Set problem:
Count the lines in the records below that contain the string "warehouse", with case taken into account. Give only the number.

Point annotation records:

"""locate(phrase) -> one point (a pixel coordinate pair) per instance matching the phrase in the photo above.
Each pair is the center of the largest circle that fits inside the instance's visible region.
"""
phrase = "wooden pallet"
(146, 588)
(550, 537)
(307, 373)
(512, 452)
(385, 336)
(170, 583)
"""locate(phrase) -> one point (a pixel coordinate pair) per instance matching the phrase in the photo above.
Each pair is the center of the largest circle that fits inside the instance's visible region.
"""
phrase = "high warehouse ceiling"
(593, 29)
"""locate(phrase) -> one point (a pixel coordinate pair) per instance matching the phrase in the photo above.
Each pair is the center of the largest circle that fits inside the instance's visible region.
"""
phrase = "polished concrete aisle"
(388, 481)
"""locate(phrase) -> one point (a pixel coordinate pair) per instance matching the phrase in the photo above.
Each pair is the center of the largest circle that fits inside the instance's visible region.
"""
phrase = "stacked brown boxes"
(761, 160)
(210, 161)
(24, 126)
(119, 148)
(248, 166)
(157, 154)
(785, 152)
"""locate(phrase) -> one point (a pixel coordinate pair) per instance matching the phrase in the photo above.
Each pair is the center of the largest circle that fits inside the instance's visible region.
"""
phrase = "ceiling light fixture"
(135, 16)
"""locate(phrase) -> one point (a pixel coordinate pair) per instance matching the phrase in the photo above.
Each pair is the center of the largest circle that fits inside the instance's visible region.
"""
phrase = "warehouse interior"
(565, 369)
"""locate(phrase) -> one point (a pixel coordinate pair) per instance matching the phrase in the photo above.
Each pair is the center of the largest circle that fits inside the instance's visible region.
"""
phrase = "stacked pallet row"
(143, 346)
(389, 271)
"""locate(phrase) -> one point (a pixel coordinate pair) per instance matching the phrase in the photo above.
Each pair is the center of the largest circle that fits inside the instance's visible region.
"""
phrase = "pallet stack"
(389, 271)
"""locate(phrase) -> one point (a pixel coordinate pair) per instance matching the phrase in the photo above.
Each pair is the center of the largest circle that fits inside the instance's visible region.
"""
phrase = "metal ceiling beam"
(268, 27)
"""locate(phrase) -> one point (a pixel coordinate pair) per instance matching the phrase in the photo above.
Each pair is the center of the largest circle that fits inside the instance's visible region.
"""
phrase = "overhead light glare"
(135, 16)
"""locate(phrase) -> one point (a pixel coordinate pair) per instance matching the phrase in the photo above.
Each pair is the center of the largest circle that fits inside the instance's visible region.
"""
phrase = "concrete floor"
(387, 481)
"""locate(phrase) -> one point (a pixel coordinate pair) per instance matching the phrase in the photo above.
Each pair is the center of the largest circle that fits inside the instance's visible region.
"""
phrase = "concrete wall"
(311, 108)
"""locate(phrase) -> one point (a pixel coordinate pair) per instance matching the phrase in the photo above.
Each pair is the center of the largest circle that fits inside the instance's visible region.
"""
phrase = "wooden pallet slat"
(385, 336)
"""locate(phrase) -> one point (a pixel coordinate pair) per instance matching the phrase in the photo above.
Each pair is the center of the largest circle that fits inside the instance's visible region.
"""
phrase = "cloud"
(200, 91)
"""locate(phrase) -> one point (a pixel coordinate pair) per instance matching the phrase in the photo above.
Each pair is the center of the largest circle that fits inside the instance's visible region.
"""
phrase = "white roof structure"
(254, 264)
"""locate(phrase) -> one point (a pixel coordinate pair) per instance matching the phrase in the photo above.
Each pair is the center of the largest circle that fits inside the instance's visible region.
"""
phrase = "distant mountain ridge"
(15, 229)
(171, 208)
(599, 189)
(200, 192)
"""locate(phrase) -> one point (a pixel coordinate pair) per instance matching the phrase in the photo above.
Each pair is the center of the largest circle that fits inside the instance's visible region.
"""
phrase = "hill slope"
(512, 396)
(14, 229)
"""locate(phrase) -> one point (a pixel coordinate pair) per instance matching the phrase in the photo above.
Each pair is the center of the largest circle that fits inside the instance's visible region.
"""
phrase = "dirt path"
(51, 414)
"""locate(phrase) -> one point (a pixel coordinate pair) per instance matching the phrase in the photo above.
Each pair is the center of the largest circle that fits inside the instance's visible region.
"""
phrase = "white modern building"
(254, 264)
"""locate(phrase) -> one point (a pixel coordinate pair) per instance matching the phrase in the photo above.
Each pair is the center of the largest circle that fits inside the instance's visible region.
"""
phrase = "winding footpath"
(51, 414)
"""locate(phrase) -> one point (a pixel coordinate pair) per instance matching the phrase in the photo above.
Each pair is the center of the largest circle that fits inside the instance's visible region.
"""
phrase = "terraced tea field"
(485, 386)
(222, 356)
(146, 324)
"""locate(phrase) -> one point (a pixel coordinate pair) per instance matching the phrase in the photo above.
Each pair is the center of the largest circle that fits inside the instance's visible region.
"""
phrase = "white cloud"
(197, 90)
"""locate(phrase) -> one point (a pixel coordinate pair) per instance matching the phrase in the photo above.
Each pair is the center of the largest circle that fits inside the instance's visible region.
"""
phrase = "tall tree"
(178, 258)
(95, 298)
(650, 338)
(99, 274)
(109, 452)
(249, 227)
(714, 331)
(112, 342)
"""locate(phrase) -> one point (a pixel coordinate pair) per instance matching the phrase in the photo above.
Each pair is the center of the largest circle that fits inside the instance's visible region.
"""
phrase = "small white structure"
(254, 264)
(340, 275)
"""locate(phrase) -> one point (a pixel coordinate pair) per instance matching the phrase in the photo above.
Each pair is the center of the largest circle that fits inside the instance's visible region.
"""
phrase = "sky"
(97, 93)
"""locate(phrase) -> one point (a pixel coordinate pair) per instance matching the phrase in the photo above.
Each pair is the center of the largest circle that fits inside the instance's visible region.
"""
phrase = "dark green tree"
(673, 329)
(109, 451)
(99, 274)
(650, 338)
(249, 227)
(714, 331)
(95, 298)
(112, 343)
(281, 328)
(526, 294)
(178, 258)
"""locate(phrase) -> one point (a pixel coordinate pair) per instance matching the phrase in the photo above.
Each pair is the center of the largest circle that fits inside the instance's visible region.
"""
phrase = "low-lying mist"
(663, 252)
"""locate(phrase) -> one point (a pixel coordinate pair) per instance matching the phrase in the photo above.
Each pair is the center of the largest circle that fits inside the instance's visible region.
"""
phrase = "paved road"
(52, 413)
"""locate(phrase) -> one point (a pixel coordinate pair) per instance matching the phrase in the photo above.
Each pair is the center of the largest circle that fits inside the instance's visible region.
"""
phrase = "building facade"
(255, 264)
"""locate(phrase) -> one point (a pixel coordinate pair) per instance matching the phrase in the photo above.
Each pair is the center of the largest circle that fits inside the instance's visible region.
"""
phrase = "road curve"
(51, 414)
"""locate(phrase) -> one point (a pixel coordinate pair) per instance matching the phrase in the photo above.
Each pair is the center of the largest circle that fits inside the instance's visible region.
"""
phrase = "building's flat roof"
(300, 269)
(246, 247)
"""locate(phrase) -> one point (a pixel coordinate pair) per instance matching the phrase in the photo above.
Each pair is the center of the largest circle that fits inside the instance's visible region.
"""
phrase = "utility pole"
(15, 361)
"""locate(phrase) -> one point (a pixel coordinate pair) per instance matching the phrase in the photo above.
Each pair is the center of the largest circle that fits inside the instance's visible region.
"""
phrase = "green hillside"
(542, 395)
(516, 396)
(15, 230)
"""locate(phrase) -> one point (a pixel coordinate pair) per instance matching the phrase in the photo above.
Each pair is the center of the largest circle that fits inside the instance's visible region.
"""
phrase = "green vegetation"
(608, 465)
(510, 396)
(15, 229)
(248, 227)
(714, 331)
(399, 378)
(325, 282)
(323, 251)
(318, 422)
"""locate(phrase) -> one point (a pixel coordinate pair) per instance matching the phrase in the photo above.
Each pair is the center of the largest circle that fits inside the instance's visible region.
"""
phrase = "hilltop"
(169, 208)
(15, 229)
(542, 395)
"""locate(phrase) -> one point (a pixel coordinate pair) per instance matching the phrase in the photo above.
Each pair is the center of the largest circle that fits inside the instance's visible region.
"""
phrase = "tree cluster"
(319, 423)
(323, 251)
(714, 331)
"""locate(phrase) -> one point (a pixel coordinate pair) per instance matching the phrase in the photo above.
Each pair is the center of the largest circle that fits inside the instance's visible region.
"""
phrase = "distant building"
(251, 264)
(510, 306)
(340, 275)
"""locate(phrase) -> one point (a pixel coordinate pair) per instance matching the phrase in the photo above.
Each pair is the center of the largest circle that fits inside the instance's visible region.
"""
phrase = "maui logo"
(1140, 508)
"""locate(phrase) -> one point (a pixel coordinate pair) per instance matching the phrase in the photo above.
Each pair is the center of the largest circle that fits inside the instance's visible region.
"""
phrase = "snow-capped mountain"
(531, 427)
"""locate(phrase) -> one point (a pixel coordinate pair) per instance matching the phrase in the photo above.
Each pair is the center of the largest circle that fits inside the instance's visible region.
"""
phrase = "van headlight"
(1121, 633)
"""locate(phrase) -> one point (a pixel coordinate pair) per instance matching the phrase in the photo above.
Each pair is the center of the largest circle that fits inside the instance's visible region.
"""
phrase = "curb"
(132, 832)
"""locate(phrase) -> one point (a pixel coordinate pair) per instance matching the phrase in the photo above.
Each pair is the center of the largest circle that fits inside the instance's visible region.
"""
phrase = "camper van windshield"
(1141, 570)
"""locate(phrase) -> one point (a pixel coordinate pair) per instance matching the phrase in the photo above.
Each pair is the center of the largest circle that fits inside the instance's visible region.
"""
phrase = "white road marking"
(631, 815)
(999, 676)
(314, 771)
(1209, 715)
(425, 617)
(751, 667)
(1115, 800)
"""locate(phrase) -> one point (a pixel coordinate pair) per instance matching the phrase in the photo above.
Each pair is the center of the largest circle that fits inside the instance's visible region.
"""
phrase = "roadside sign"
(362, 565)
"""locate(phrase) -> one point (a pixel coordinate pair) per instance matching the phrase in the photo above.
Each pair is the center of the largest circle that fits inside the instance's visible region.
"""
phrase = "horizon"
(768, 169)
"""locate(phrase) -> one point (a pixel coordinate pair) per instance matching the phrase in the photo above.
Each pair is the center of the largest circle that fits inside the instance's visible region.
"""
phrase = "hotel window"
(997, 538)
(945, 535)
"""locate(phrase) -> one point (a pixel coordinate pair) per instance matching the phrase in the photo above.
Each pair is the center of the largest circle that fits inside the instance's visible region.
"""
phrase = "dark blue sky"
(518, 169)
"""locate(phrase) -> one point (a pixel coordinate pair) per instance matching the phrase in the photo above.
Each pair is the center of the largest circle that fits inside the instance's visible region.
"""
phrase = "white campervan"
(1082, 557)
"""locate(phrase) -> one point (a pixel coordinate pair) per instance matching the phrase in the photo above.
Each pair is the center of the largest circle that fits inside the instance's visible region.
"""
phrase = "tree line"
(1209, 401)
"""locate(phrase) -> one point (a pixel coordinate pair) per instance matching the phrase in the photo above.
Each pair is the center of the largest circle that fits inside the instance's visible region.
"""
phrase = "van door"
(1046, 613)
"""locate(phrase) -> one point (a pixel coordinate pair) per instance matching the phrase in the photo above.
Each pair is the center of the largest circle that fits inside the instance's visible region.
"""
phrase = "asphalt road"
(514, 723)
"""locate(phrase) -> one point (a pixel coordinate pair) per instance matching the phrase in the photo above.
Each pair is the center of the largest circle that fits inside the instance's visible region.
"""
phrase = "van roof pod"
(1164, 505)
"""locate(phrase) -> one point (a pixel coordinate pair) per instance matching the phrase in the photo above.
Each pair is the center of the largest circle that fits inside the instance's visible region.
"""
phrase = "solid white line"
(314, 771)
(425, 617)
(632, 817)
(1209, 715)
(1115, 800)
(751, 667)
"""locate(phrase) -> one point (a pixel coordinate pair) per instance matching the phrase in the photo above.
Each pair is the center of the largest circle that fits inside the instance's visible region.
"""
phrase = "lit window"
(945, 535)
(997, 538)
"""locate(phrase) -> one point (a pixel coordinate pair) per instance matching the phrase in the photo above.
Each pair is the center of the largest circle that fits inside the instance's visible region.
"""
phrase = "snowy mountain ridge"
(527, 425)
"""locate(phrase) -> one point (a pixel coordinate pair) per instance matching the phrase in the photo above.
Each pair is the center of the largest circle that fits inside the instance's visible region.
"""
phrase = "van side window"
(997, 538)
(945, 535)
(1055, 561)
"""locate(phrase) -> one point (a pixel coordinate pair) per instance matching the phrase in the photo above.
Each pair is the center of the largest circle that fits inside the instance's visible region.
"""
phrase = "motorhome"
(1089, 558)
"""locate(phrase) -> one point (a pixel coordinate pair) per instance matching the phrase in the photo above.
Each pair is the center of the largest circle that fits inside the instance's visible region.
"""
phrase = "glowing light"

Exercise result:
2